Good news swept the world this week when Pfizer announced it produced a promising Covid-19 vaccine. However, a Cal-Berkeley scientist warned in September vaccines will fail if they rely on antibodies. The Berkeley News reported September 9:
More than 100 companies have rushed into vaccine development against COVID-19 as the U.S. government pushes for a vaccine rollout at “warp speed” — possibly by the end of the year — but the bar set for an effective, long-lasting vaccine is far too low and may prove dangerous, according to Marc Hellerstein of the University of California, Berkeley.
Most vaccine developers are shooting for a robust antibody response to neutralize the virus and are focusing on a single protein, called the spike protein, as the immunizing antigen. Yet, compelling evidence shows that both of these approaches are problematic, said Hellerstein, a UC Berkeley professor of nutritional sciences and toxicology.

Extracted entries —
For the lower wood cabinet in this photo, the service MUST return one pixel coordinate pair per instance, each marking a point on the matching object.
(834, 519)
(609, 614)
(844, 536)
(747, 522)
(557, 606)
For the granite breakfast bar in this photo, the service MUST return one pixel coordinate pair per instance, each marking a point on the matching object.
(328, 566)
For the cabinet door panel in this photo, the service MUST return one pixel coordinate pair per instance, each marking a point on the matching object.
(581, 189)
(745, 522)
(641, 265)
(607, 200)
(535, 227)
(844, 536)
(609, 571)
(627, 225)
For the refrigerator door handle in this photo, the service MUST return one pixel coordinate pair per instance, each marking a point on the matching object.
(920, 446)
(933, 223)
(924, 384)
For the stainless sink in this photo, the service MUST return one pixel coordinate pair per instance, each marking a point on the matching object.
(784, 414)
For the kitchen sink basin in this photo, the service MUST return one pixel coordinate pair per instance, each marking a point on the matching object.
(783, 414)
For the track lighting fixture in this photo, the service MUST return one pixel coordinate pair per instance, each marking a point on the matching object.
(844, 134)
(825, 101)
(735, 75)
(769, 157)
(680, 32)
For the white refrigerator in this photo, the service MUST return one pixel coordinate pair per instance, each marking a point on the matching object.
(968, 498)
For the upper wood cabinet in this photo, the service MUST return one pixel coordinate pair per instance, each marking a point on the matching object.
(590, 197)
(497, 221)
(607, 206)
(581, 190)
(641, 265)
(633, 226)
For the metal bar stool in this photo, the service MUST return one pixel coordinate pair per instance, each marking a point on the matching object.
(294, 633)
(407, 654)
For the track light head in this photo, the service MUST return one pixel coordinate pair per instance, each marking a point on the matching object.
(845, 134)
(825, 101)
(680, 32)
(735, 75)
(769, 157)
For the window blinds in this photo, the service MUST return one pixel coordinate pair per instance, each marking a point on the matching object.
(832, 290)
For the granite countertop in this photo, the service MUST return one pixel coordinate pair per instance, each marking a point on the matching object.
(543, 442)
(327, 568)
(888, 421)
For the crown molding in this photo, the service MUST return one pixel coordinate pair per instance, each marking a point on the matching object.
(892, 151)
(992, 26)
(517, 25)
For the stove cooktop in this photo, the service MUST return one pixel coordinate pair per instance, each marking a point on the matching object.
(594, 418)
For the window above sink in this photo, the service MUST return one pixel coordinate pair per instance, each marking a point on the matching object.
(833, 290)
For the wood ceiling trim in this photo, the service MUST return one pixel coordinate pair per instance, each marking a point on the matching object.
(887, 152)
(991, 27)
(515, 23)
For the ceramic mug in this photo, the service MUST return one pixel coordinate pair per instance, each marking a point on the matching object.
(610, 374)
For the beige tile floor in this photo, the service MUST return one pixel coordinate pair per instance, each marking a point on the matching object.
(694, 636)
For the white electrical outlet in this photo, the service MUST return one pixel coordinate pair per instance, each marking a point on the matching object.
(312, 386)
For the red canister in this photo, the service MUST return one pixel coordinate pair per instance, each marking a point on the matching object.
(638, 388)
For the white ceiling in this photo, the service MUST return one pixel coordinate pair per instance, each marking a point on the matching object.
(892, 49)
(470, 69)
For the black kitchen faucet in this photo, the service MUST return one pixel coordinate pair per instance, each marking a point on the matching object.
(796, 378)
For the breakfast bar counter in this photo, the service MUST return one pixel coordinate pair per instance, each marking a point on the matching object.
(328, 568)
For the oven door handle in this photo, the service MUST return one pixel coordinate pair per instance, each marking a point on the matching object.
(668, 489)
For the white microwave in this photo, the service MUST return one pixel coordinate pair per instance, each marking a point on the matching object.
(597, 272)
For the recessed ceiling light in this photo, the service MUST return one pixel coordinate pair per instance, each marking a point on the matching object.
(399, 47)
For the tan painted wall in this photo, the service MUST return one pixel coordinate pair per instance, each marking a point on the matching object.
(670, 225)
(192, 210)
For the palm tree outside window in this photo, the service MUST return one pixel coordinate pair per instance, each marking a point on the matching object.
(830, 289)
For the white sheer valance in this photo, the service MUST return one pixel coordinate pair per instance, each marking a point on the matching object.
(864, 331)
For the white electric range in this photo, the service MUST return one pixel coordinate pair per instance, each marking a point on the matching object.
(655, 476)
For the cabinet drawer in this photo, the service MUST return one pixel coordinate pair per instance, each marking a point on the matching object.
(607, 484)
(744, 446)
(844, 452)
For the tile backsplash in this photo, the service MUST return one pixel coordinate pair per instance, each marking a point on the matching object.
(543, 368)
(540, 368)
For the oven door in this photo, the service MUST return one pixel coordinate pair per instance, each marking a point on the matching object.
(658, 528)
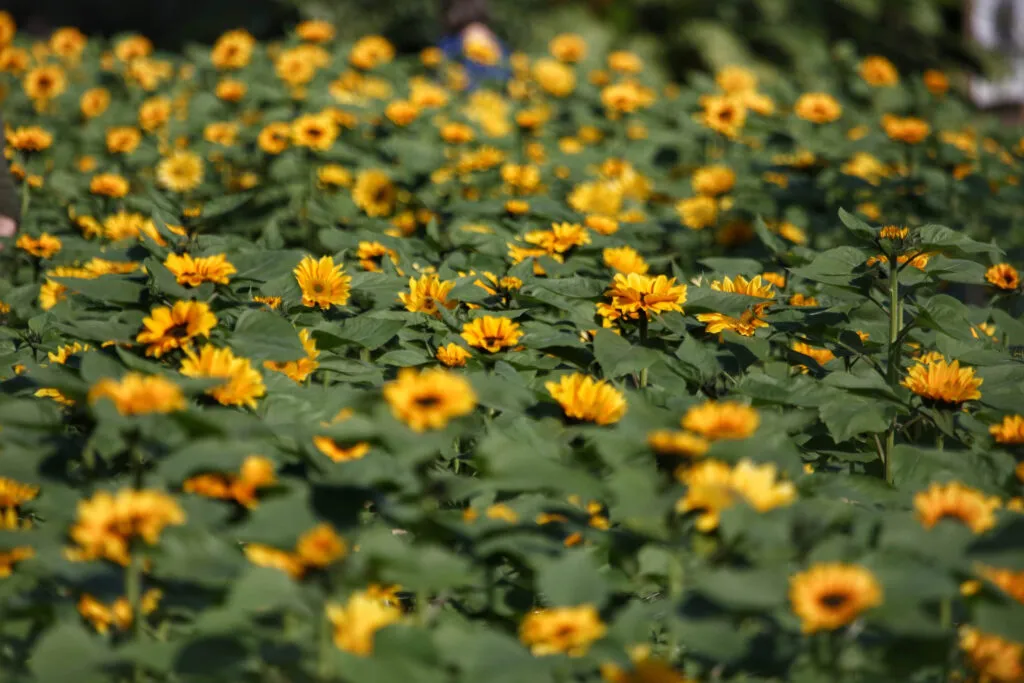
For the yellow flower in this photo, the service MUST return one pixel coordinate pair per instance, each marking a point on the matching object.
(338, 452)
(195, 271)
(299, 370)
(713, 180)
(274, 137)
(45, 246)
(1010, 431)
(169, 328)
(561, 630)
(453, 355)
(323, 283)
(554, 77)
(371, 51)
(672, 442)
(714, 486)
(995, 659)
(429, 399)
(625, 259)
(908, 130)
(108, 523)
(256, 472)
(943, 382)
(832, 595)
(818, 108)
(232, 50)
(1004, 275)
(244, 383)
(374, 193)
(492, 333)
(722, 420)
(634, 293)
(356, 623)
(879, 72)
(139, 394)
(180, 172)
(321, 547)
(583, 397)
(697, 212)
(568, 47)
(316, 131)
(955, 501)
(372, 253)
(426, 294)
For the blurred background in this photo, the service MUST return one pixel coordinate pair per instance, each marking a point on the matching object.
(677, 35)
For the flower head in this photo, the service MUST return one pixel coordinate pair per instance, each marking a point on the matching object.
(943, 382)
(429, 399)
(588, 399)
(492, 333)
(561, 630)
(169, 328)
(954, 501)
(323, 283)
(243, 383)
(832, 595)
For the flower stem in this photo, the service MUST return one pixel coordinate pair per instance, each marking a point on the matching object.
(895, 328)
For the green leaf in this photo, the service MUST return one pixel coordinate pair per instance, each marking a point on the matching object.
(572, 580)
(261, 335)
(616, 356)
(67, 652)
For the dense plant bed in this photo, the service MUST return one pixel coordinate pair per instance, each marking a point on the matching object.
(318, 366)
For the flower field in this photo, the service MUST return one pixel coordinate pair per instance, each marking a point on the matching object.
(324, 364)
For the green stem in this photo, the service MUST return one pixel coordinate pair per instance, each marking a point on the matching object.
(133, 592)
(895, 327)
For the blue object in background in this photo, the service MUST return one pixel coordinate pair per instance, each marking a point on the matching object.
(477, 73)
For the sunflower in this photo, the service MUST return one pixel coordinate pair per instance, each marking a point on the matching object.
(585, 398)
(453, 355)
(634, 293)
(356, 623)
(244, 384)
(372, 253)
(954, 501)
(832, 595)
(180, 172)
(995, 659)
(561, 630)
(943, 382)
(674, 442)
(722, 420)
(195, 271)
(1010, 431)
(139, 394)
(315, 131)
(45, 82)
(492, 333)
(299, 370)
(274, 137)
(169, 328)
(1004, 276)
(323, 283)
(818, 108)
(879, 72)
(713, 180)
(429, 399)
(374, 193)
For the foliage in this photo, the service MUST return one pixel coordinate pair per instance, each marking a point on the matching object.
(318, 366)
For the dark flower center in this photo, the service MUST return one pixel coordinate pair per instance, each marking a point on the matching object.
(428, 400)
(834, 600)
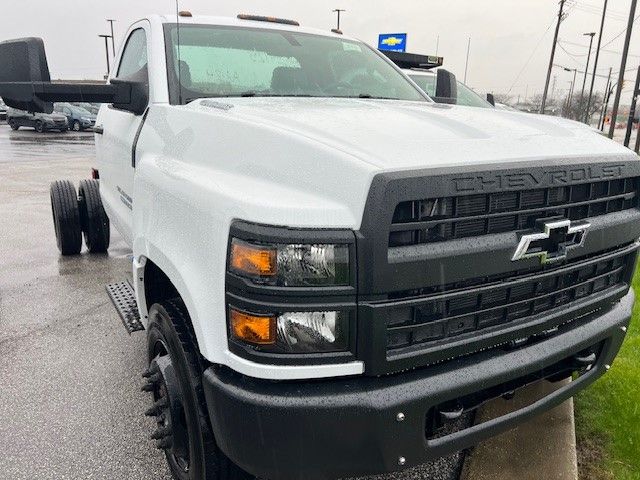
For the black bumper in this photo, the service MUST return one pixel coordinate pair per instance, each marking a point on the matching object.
(349, 426)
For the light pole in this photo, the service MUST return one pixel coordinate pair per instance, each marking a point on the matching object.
(553, 53)
(586, 69)
(623, 65)
(339, 11)
(605, 98)
(113, 42)
(595, 62)
(466, 65)
(573, 83)
(632, 110)
(106, 50)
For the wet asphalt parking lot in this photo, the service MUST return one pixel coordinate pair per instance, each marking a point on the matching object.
(70, 399)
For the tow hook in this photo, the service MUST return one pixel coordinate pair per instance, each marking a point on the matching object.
(584, 360)
(171, 433)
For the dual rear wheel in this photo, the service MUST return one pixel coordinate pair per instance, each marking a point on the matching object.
(79, 213)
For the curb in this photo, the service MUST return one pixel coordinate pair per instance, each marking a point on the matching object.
(544, 447)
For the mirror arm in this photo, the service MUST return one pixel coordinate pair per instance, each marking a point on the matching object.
(47, 92)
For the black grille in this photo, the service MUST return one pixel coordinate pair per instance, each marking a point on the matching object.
(448, 218)
(456, 311)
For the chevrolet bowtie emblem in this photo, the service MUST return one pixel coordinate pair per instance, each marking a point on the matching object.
(557, 238)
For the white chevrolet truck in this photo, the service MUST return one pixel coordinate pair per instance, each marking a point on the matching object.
(330, 267)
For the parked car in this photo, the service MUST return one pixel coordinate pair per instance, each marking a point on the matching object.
(77, 117)
(94, 108)
(42, 122)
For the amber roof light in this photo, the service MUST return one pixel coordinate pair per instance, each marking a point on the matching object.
(260, 18)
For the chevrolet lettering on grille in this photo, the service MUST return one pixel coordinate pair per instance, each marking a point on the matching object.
(554, 242)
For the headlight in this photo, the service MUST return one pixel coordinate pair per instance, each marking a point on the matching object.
(291, 265)
(292, 332)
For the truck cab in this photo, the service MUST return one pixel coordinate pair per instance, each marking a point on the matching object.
(331, 268)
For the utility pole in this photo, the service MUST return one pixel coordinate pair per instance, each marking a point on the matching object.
(466, 65)
(586, 69)
(339, 11)
(632, 110)
(623, 64)
(606, 105)
(571, 88)
(553, 54)
(605, 98)
(106, 50)
(595, 62)
(113, 42)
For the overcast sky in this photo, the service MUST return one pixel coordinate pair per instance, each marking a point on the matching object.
(510, 39)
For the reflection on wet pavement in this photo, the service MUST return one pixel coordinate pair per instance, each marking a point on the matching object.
(26, 143)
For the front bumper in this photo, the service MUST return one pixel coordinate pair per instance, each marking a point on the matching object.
(346, 427)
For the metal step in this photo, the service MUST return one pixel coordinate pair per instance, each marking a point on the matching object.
(123, 298)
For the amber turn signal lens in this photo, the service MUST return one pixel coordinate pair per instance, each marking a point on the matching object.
(253, 259)
(251, 328)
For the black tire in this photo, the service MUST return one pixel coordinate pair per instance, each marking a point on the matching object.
(93, 218)
(169, 333)
(66, 217)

Exercise — Write the next part of the Covid-19 vaccine article, beginning right after its final sentence.

Response area —
A better strategy is to take a lesson from one of the world’s best vaccines, the 82-year-old yellow fever vaccine, which stimulates a long-lasting, protective T-cell response. T-cells are immune cells that surveil the body continuously for decades, ready to react quickly if the yellow fever virus is detected again.
“We know what really good vaccines look like for viral infections,” Hellerstein said. “While we are doing phase 2 trials, we need to look at the detailed response of T-cells, not just antibodies, and correlate these responses with who does well or not over the next several months. Then, I think, we will have a good sense of the laboratory features of vaccines that work. If we do that, we should be able to pick good ones.”
Using a technique Hellerstein’s laboratory developed and perfected over the past 20 years that assesses the lifespan of T-cells, it is now possible to tell within three or four months whether a specific vaccine will provide long-lasting cells and durable T-cell-mediated protection.....
Hellerstein points out that antibodies are not the primary protective response to infection by coronaviruses, the family of viruses that includes SARS-CoV-2. Indeed, high antibody levels to these viruses are associated with worse disease symptoms, and antibodies to coronaviruses, including SARS-CoV-2, don’t appear to last very long....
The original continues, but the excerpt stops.